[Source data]
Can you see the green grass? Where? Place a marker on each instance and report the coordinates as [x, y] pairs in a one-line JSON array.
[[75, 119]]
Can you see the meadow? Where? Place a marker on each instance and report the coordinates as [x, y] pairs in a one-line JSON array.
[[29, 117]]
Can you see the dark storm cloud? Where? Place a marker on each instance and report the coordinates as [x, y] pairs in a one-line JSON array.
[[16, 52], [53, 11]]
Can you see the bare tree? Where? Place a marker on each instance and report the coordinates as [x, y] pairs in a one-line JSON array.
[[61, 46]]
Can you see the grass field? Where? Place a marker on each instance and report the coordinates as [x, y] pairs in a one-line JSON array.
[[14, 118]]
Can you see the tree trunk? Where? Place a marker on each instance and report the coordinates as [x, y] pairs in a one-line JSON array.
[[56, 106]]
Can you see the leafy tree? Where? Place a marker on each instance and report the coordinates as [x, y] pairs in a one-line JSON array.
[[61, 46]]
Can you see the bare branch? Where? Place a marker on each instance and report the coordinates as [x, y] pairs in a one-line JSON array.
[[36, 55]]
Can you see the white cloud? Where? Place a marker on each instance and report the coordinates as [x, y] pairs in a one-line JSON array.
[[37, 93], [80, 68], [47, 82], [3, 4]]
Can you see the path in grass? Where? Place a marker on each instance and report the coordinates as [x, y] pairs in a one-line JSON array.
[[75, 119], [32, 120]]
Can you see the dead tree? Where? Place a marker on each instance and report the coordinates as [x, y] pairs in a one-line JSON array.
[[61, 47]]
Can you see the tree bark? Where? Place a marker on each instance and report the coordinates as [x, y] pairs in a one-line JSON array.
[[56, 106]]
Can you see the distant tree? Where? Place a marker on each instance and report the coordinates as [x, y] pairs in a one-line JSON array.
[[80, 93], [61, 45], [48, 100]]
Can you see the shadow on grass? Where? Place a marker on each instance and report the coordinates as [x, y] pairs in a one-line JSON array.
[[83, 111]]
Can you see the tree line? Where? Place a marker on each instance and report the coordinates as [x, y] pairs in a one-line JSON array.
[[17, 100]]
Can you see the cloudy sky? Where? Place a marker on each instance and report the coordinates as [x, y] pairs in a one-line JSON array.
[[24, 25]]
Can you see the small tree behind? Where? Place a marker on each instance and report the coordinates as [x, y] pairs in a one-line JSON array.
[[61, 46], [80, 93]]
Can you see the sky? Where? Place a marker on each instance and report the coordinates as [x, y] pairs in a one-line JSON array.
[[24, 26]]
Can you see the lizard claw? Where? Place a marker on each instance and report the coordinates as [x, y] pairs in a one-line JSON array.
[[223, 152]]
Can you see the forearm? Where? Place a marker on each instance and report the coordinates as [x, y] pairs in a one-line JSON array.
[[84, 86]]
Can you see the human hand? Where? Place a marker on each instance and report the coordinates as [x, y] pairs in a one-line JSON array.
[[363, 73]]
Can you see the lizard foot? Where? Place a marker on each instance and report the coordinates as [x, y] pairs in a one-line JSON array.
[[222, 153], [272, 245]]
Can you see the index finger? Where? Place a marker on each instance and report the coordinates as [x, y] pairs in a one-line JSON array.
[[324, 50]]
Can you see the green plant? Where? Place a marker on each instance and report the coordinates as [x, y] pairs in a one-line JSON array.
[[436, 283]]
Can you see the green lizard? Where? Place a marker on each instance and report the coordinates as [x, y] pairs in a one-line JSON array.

> [DESCRIPTION OF THE TASK] Render every line of the source data above as a numbered list, leaving out any blank lines.

> [WORKED SOLUTION]
1. Can you see the green grass? Where? Place a marker on each instance and report the coordinates as [x, y] pairs in a one-line JSON array.
2. [[75, 119]]
3. Can you see the meadow? Where? Place a marker on each instance and report the coordinates as [x, y] pairs in a one-line JSON array.
4. [[29, 117]]
5. Can you see the dark storm cloud? Where? Place a marker on each instance and report the coordinates as [x, y] pairs in a one-line JSON array.
6. [[16, 52], [53, 11]]
7. Can you see the bare tree? Where? Place a marker on each instance and report the coordinates as [x, y] pairs in a one-line JSON array.
8. [[61, 46]]
9. Can you see the grass field? Where? Place a marker on each instance and report the coordinates as [x, y] pairs in a one-line JSON array.
10. [[14, 118]]
11. Can you see the tree trunk? Where? Place a marker on each instance and report the coordinates as [x, y] pairs in a one-line JSON array.
12. [[56, 106]]
13. Can you see the leafy tree? Where? Place a marker on each instance and report the coordinates as [x, y] pairs in a one-line JSON array.
14. [[61, 46]]
15. Can you see the bare branch? Where? Place a marker on each instance and report the coordinates as [x, y] pairs in a one-line JSON array.
16. [[36, 55]]
17. Can you see the white cloud? Where? Place a marker on each instance and report the coordinates as [x, y] pairs in a one-line JSON array.
18. [[37, 93], [80, 68], [47, 82], [3, 4]]
19. Can you see the path in grass? Where? Place a marker on each instance and report the coordinates as [x, y] pairs in a one-line JSON array.
20. [[75, 119], [32, 120]]
21. Can you see the dead tree? Where? Place a marker on each instance and report the coordinates as [x, y] pairs in a one-line JSON array.
22. [[61, 47]]
23. Can you see the tree bark? Where? Place a marker on each instance and report the coordinates as [x, y] pairs in a one-line JSON array.
24. [[56, 106]]
25. Can you see the distant tree? Where? Place a marker on each instance and report the coordinates as [x, y] pairs in a one-line JSON array.
26. [[80, 93], [61, 45], [48, 100]]
27. Can you see the shadow on grass? Where? Place a marker on each instance and report the coordinates as [x, y] pairs in a one-line JSON array.
28. [[83, 111]]
29. Can you see the tree line? Where? Place a marker on each instance and report the coordinates as [x, y] pairs in a one-line JSON array.
30. [[17, 100]]
31. Can you see the cloudy sky? Where? Place a marker on each instance and report the coordinates as [x, y] pairs in a one-line JSON array.
32. [[24, 25]]
33. Can you see the small tree behind? Where? Place a marker on each instance and report the coordinates as [x, y] pairs in a one-line JSON array.
34. [[61, 46], [80, 93]]
35. Can you see the sky? Where? Place a marker on each instance and report the coordinates as [x, y] pairs in a one-line JSON array.
36. [[24, 26]]
37. Can you see the lizard claw? Where? Place a marker on each instance and report the coordinates as [x, y] pairs in a one-line JSON array.
38. [[223, 152]]
39. Can you see the forearm? Where? Place a marker on each instance and report the coordinates as [x, y] pairs in a one-line JSON array.
40. [[84, 86]]
41. Can you see the human hand? Where? Place a marker on each instance and report the coordinates as [x, y] pairs in a one-line JSON array.
42. [[363, 73]]
43. Can you see the lizard foot? Where? Place a marker on each instance and report the coordinates as [x, y] pairs in a one-line JSON array.
44. [[222, 153], [272, 245]]
45. Can you see the index finger? Where? Place a marker on each instance and report the coordinates as [x, y] pairs in a one-line JSON array.
46. [[324, 50]]
47. Can you see the green plant? Where? Place a marker on each instance and report the coordinates as [x, y] pairs in a one-line JSON array.
48. [[436, 283]]
49. Can you see the green lizard? Where? Place a marker on each instance and report the coordinates as [x, y] pairs in a one-line JSON array.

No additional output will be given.